== Source excerpt ==
####################

Furniture Factory Concerto. Whence comes this sudden surge of national enthusiasm? More education is one answer. Before World War 1, 20% of the 14-to 17-year-olds in the U.S. attended high school; in 1964 this has increased to 93.5%, of which 53% go on to college. Enrollment in U.S. colleges increased 102% between 1954 and 1964.

Prosperity is a major factor—and the leisure that prosperity has brought on a scale unknown to any other culture in the history of mankind. And once the trend began, it has been augmented by feedback from all the institutions that serve society. The universities have been reaching out more and more into the communities around them, staging lectures, recitals, plays and debates to which the public is invited. The foundations are handing out more and more money for cultural causes—an estimated $50 million this year. In 1964, for instance, the Rockefeller Foundation made grants to seven symphony orchestras to enable them to extend their seasons one or two weeks, and the Ford Foundation made grants to professional ballet companies from Salt Lake City to Boston.

U.S. business has turned patron in a big way, partly out of tax leniencies, partly out of a new sense of community responsibility. Last year U.S. business supported culture to the tune of $25 million and is expected to spend 10% more in 1964. Chase Manhattan Bank has a $500,000 collection of modern art and gives some $350,000 a year to educational and cultural projects. The Basic-Witz Furniture Co. of Waynesboro, Va., commissioned a concerto by Robert Evett for its 75th anniversary, and General Motors recently sent its employees 600,000 copies of two booklets: French Impressionism and Masterpieces from the Louvre.

####################

[Photo object-pointing records]

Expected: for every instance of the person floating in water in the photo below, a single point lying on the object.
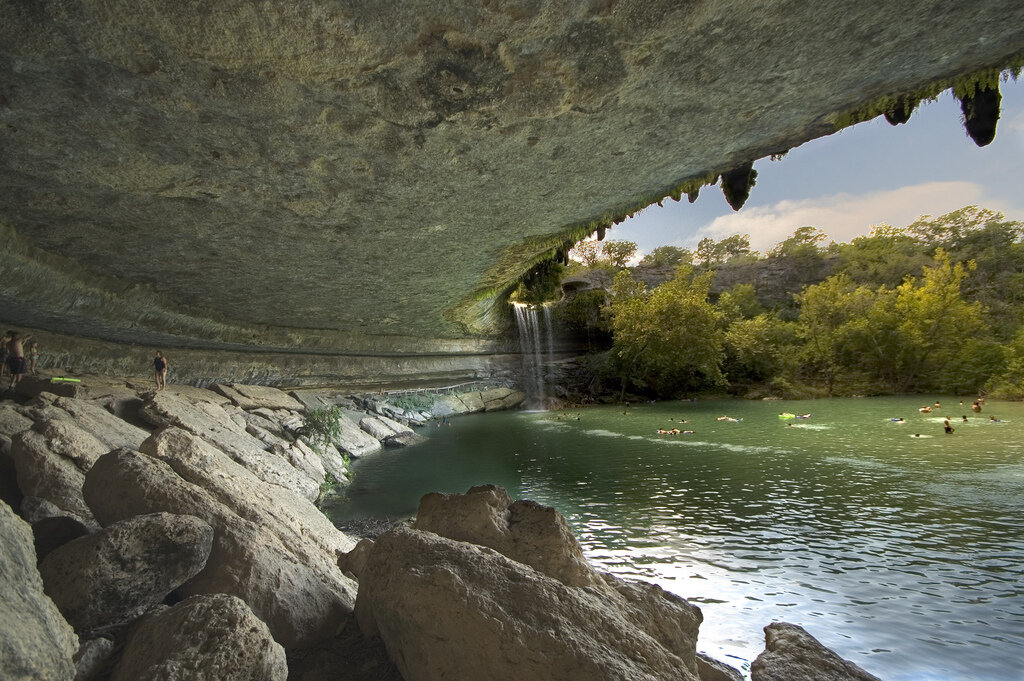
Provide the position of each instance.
(15, 356)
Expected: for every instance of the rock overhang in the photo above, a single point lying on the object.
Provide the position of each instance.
(340, 176)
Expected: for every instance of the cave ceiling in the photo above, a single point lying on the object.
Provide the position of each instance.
(342, 174)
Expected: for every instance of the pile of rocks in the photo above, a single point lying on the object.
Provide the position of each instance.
(186, 545)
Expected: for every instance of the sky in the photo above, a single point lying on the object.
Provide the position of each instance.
(867, 174)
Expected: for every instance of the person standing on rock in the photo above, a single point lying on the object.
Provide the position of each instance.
(33, 356)
(3, 352)
(15, 357)
(160, 365)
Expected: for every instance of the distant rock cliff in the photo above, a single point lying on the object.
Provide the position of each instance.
(351, 177)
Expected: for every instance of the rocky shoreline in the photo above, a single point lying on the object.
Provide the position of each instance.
(176, 535)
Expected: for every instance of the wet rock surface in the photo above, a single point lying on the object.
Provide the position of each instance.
(203, 637)
(116, 575)
(793, 654)
(144, 142)
(35, 640)
(194, 564)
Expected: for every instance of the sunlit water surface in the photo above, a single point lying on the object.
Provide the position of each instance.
(903, 554)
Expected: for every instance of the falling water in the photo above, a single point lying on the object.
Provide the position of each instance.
(535, 351)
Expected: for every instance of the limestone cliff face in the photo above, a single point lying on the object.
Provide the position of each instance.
(357, 176)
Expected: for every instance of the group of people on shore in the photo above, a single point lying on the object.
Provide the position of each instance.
(12, 356)
(18, 359)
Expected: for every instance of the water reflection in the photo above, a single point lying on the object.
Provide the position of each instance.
(902, 554)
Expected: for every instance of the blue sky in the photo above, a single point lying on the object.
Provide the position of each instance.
(867, 174)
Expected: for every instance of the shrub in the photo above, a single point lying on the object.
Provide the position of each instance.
(323, 425)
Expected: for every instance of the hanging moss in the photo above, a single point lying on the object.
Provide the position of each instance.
(901, 111)
(981, 113)
(736, 184)
(962, 86)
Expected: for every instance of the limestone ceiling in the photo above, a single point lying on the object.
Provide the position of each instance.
(344, 174)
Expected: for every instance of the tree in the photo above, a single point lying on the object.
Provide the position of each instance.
(668, 339)
(949, 231)
(936, 321)
(667, 256)
(588, 252)
(739, 302)
(802, 245)
(885, 257)
(825, 311)
(591, 253)
(712, 253)
(759, 349)
(619, 253)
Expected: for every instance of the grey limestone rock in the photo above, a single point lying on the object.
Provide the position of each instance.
(46, 473)
(271, 548)
(92, 657)
(453, 609)
(200, 639)
(214, 424)
(117, 573)
(710, 669)
(538, 536)
(793, 654)
(52, 533)
(502, 398)
(376, 428)
(36, 642)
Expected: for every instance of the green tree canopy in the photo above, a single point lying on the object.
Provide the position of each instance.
(667, 256)
(668, 339)
(712, 253)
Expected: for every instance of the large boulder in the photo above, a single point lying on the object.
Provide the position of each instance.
(502, 398)
(793, 654)
(52, 533)
(36, 642)
(297, 521)
(200, 639)
(119, 572)
(215, 425)
(452, 609)
(472, 400)
(376, 428)
(710, 669)
(254, 396)
(47, 473)
(523, 530)
(353, 440)
(110, 429)
(538, 536)
(446, 405)
(11, 421)
(268, 548)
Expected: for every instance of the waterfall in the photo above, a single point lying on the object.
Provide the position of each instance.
(535, 351)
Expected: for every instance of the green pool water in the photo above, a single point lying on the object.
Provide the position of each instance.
(903, 554)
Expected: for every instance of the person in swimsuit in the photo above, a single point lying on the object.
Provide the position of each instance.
(160, 365)
(15, 357)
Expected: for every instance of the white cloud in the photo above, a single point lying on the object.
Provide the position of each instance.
(845, 216)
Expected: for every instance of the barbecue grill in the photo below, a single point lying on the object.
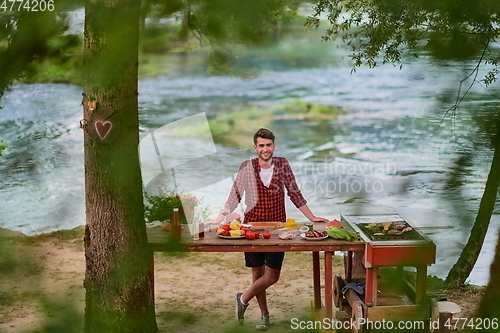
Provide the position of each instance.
(391, 243)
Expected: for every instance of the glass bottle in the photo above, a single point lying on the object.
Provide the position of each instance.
(176, 225)
(201, 235)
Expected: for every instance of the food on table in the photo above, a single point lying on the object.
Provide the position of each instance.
(235, 225)
(287, 235)
(233, 229)
(334, 223)
(341, 234)
(266, 225)
(316, 234)
(236, 233)
(250, 235)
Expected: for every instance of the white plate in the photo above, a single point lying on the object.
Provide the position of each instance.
(231, 237)
(303, 235)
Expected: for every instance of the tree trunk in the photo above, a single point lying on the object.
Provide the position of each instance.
(489, 306)
(465, 263)
(119, 295)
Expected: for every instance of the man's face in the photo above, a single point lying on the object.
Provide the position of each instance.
(264, 149)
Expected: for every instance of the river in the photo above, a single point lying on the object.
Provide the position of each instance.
(391, 150)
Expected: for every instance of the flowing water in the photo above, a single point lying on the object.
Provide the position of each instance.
(391, 150)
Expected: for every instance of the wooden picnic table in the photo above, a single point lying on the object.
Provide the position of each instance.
(157, 242)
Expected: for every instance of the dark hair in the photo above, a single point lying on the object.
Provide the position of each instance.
(263, 133)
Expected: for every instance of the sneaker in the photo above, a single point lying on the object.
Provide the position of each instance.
(240, 308)
(263, 323)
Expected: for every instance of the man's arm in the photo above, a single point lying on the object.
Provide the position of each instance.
(235, 194)
(310, 216)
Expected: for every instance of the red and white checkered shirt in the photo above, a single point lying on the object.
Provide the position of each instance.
(265, 203)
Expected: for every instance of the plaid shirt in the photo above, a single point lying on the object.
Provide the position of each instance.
(265, 203)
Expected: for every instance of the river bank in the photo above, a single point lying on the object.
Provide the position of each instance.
(41, 287)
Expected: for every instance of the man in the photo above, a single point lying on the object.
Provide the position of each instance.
(263, 180)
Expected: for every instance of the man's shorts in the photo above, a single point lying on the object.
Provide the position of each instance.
(270, 259)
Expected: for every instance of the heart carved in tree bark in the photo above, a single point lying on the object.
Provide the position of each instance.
(103, 128)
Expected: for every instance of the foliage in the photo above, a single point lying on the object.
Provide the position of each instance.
(28, 36)
(250, 118)
(2, 147)
(383, 30)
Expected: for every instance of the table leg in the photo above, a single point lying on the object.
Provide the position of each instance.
(152, 273)
(421, 284)
(348, 265)
(371, 286)
(328, 284)
(316, 280)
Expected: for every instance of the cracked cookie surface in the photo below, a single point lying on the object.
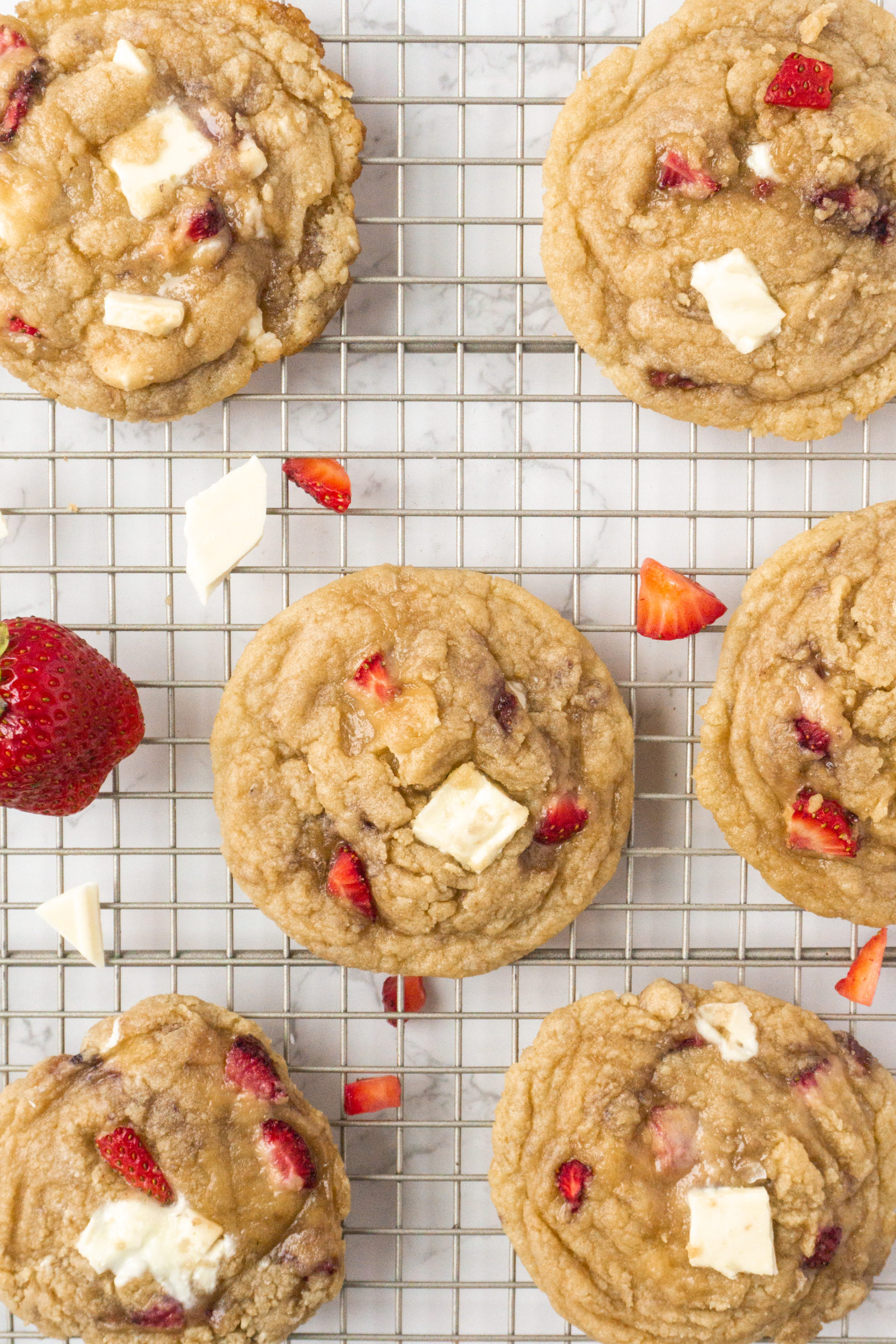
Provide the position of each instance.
(175, 198)
(652, 171)
(621, 1108)
(202, 1090)
(799, 761)
(352, 709)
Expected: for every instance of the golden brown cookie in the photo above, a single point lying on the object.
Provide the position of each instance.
(422, 771)
(671, 158)
(169, 1179)
(649, 1148)
(799, 763)
(175, 198)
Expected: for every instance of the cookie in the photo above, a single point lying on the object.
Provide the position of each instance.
(175, 198)
(169, 1178)
(799, 761)
(716, 217)
(703, 1167)
(422, 771)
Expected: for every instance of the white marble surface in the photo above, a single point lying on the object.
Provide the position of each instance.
(179, 652)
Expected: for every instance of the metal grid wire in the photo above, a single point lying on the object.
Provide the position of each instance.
(476, 435)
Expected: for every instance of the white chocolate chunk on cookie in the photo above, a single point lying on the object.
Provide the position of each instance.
(731, 1230)
(738, 299)
(469, 819)
(146, 314)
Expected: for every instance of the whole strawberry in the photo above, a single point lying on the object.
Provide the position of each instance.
(68, 716)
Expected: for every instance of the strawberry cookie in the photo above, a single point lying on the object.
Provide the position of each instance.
(720, 213)
(169, 1179)
(799, 763)
(175, 198)
(425, 772)
(702, 1167)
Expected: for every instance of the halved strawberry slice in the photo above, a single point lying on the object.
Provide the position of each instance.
(414, 995)
(860, 982)
(323, 479)
(367, 1094)
(249, 1067)
(347, 881)
(289, 1156)
(127, 1154)
(573, 1179)
(676, 174)
(671, 605)
(801, 82)
(563, 816)
(372, 678)
(823, 825)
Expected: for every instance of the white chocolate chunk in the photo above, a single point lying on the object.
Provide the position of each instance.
(469, 819)
(179, 147)
(223, 525)
(759, 162)
(143, 312)
(172, 1242)
(731, 1230)
(132, 58)
(76, 916)
(250, 158)
(731, 1029)
(739, 304)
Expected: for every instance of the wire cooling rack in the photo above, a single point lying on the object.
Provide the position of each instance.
(476, 435)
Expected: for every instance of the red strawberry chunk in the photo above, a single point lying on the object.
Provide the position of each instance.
(673, 1133)
(414, 995)
(676, 174)
(367, 1094)
(573, 1179)
(860, 982)
(347, 881)
(127, 1154)
(163, 1314)
(827, 1245)
(563, 816)
(372, 678)
(250, 1069)
(323, 479)
(671, 605)
(812, 737)
(289, 1156)
(823, 827)
(801, 82)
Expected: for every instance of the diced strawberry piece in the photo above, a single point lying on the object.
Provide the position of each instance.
(289, 1156)
(323, 479)
(347, 881)
(563, 816)
(250, 1069)
(812, 737)
(673, 1132)
(860, 982)
(671, 605)
(827, 1245)
(163, 1314)
(801, 82)
(660, 378)
(573, 1179)
(207, 222)
(823, 827)
(127, 1154)
(676, 174)
(372, 678)
(367, 1094)
(22, 328)
(414, 995)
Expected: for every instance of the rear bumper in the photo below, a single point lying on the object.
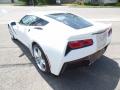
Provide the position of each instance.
(86, 60)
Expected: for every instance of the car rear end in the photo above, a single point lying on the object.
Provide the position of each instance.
(87, 41)
(88, 46)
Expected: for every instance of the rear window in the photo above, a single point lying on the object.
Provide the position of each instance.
(71, 20)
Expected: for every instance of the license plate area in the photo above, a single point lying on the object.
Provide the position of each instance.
(101, 40)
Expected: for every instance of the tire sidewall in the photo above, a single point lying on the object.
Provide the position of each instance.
(43, 56)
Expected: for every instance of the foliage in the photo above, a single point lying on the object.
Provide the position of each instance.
(38, 2)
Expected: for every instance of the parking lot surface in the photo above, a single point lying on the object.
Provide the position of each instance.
(18, 71)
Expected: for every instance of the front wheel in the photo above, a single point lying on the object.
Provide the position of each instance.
(40, 59)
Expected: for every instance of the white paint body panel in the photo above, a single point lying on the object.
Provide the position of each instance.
(54, 37)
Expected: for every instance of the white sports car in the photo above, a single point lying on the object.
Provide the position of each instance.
(58, 38)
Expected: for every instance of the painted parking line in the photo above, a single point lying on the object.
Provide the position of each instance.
(107, 20)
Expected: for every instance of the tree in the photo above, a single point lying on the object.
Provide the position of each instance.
(12, 1)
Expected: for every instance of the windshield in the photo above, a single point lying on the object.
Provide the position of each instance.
(70, 20)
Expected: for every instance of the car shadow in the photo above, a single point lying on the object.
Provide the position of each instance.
(104, 74)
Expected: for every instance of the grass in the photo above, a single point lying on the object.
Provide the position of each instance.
(88, 5)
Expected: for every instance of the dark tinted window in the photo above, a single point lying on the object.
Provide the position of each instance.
(70, 20)
(33, 21)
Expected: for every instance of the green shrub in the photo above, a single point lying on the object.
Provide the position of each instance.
(38, 2)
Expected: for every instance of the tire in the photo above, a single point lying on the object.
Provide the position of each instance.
(12, 35)
(40, 59)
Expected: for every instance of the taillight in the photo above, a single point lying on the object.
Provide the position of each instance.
(80, 43)
(110, 32)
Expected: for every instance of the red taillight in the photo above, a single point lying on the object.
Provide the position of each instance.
(80, 43)
(110, 32)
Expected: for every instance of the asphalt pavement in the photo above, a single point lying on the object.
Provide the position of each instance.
(18, 71)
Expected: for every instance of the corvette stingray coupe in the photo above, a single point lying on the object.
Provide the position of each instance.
(56, 39)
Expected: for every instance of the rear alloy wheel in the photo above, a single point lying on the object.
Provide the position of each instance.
(40, 59)
(11, 33)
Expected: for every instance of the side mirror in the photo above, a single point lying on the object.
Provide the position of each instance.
(13, 23)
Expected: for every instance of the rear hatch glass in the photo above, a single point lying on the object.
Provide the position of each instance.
(71, 20)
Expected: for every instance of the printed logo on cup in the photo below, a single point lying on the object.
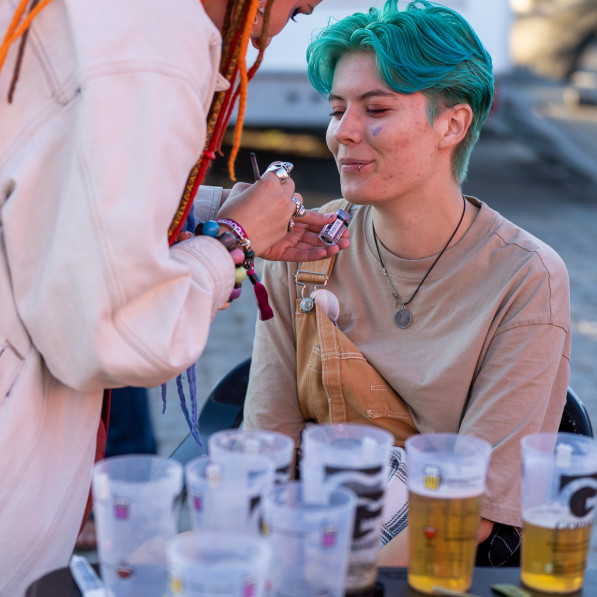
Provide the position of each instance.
(198, 502)
(249, 587)
(369, 485)
(579, 492)
(432, 478)
(121, 508)
(328, 535)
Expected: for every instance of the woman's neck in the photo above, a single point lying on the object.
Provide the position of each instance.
(422, 227)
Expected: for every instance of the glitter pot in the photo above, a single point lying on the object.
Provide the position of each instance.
(331, 233)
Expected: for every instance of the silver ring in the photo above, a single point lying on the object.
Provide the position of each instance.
(300, 210)
(281, 170)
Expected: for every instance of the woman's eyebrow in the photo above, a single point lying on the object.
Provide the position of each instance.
(366, 95)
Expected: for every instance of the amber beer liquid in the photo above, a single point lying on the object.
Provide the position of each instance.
(442, 541)
(554, 553)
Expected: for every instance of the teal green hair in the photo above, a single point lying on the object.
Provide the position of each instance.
(426, 48)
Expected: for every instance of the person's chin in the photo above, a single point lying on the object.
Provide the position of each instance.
(350, 193)
(255, 42)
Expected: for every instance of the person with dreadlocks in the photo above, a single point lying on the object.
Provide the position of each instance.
(110, 113)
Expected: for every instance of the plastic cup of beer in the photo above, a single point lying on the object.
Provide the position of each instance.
(559, 485)
(279, 447)
(136, 507)
(357, 457)
(215, 563)
(310, 542)
(227, 496)
(446, 482)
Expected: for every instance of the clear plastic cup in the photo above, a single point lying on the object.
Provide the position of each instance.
(228, 496)
(136, 503)
(357, 457)
(310, 542)
(218, 564)
(559, 489)
(279, 447)
(447, 473)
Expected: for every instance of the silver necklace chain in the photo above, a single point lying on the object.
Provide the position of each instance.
(403, 316)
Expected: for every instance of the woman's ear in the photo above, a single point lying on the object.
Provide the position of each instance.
(456, 121)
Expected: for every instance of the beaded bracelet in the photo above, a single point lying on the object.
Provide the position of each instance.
(238, 244)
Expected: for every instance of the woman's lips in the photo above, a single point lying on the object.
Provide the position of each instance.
(353, 166)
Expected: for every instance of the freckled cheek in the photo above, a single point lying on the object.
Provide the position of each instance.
(330, 140)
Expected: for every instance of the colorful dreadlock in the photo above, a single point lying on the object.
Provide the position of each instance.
(236, 34)
(18, 26)
(236, 37)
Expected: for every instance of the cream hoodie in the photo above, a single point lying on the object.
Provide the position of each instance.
(107, 120)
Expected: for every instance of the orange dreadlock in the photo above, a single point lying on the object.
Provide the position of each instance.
(236, 34)
(18, 26)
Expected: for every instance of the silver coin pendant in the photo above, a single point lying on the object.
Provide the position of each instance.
(402, 318)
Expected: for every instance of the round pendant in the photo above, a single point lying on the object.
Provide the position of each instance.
(403, 318)
(306, 304)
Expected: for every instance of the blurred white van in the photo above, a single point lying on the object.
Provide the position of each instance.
(280, 94)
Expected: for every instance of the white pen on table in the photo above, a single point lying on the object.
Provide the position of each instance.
(255, 166)
(89, 583)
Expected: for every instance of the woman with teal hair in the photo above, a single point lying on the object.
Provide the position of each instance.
(442, 316)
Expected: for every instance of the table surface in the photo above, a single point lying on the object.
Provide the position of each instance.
(60, 583)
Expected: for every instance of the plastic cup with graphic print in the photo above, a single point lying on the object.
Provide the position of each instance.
(447, 476)
(559, 489)
(357, 457)
(218, 563)
(136, 503)
(310, 542)
(226, 444)
(227, 496)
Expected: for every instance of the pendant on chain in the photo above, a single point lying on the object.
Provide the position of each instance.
(402, 318)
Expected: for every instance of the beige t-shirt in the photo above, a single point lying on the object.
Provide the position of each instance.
(487, 352)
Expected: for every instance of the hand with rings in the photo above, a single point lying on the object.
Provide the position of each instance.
(281, 170)
(300, 210)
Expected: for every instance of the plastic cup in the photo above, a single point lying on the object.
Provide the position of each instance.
(279, 447)
(227, 496)
(136, 503)
(357, 457)
(447, 473)
(559, 485)
(218, 564)
(310, 542)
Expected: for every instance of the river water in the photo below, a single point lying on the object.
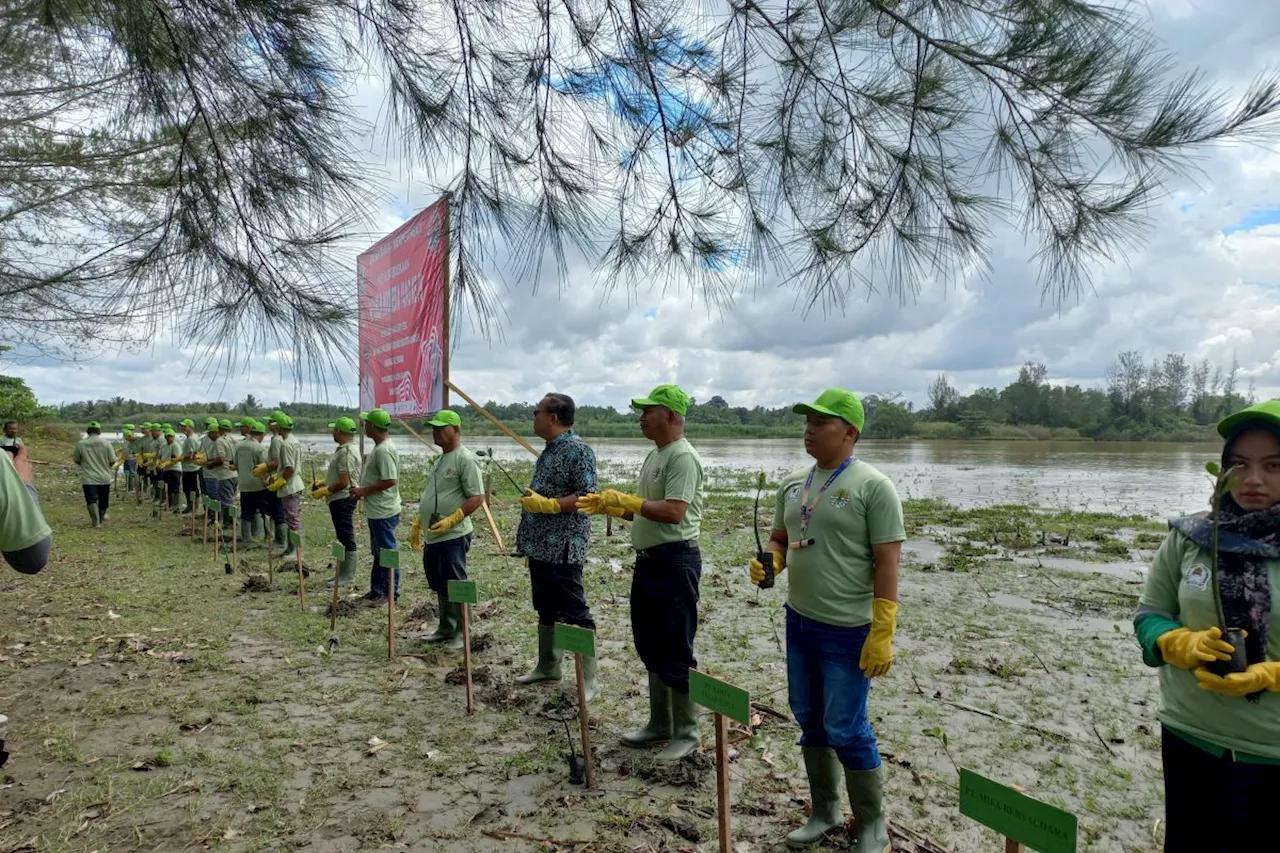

####################

== Required actions ==
a) List every line in the entries that contains the word "green".
b) Write the next part of the passage on the American cultural boom, continuing from its final sentence.

== Outputs ==
a)
Expected: for every instance of the green tree canopy in the photo above, a single point lying on the object.
Expected: for every instance of the green pool water in the photo above, a single point lying on the object.
Expected: for every instance of the green shrub in the photo above, a single point lying on the object.
Expected: for every instance of the teal green hair in the photo above, a single point lying on the object.

b)
Gown & Town. All this activity needs its housing, and it is getting it. Pity the U.S. architect without an art museum, a symphony hall, an auditorium or a theater on his drawing board—or better yet, the newest thing: a culture center. Many of them have been built by universities to serve both the student body and the civic community. Among the newest and most distinguished are those shown in the preceding color pages:

> Monticello College's $2,000,000 Hatheway Hall in Godfrey, Ill., combines physical culture with the other kind: a swimming pool and a gymnasium flank the 1,000-seat auditorium. Finished in October 1963, the "theatron," as it is called because of its steeply banked seats arranged Romanstyle around the central arena, is used for lectures and student activities of this small junior college for women, as well as for performances and civic affairs of the community.

> The University of Illinois' spectacular $8,350,000 Assembly Hall was financed by two bond issues, the interest on the bonds being paid out of student fees. Opened about a year and a half ago, the mushroom-shaped concrete structure has a capacity of 16,000 permanent seats. The university also plans a $14 million Max Abramovitz-designed center for performing arts with four diversified auditoriums for music, ballet and experimental theater.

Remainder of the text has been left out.